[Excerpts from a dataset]

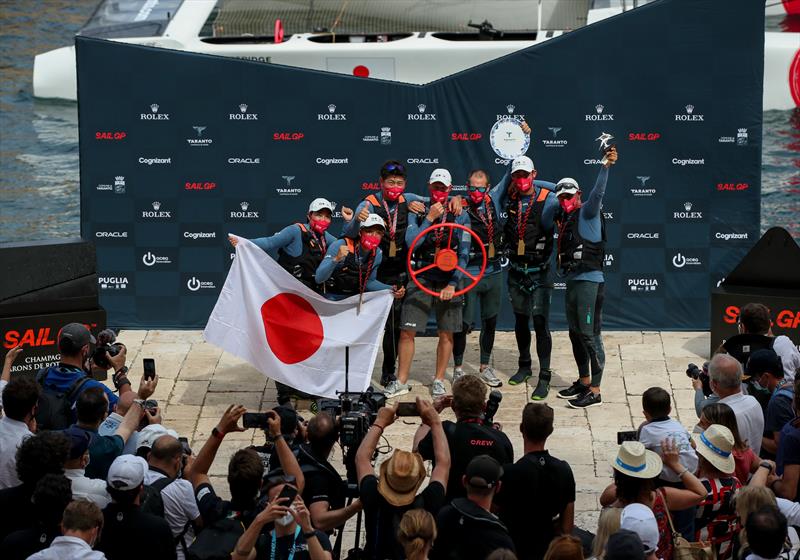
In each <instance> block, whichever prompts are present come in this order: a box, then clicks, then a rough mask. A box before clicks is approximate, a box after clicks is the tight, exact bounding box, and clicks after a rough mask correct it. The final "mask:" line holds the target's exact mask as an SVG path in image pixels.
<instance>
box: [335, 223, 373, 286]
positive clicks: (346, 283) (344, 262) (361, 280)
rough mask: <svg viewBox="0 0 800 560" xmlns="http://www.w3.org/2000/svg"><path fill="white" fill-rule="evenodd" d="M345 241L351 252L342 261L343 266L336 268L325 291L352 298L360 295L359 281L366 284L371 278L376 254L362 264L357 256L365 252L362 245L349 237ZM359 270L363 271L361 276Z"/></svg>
mask: <svg viewBox="0 0 800 560" xmlns="http://www.w3.org/2000/svg"><path fill="white" fill-rule="evenodd" d="M344 241H345V243H347V248H348V249H350V252H349V253H348V254H347V256H346V257H345V258H344V260H343V261H342V263H341V266H338V267H336V270H334V271H333V274H331V277H330V279H329V280H328V282H326V283H325V291H326V292H327V293H330V294H339V295H345V296H352V295H355V294H357V293H359V281H360V280H361V281H363V282H365V283H366V279H367V278H369V275H370V273H371V272H372V263H373V262H374V257H375V253H373V254H372V257H371V258H370V259H368V260H367V262H365V263H361V262H360V261H359V259H358V256H359V255H357V254H356V253H357V252H358V253H359V254H360V252H361V251H363V249H362V248H361V245H357V244H356V241H355V240H354V239H350V238H349V237H346V238H345V239H344ZM359 270H360V271H361V275H360V276H359Z"/></svg>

# GOAL OF THE EXERCISE
Reproduce the listing from its start through the line containing "rough mask: <svg", both ends included. Leave the pictures out of your answer.

# SOLUTION
In each <instance> block, whichever prompts are present come in this order: a box, then clicks, then a rough mask. A box before clicks is approximate, a box after clicks is the tight, exact bounding box, and clicks after a rough mask correct it. The final "mask:" line holds the target's exact mask as an SVG path in image pixels.
<instance>
box: [335, 223, 373, 286]
positive clicks: (346, 283) (344, 262) (361, 280)
rough mask: <svg viewBox="0 0 800 560" xmlns="http://www.w3.org/2000/svg"><path fill="white" fill-rule="evenodd" d="M345 241L351 252L342 261L343 266L336 268L325 291L352 298L360 295L359 281L366 284L371 278L376 254L362 264L357 256L365 252L362 245L349 237ZM359 270L363 271L361 276Z"/></svg>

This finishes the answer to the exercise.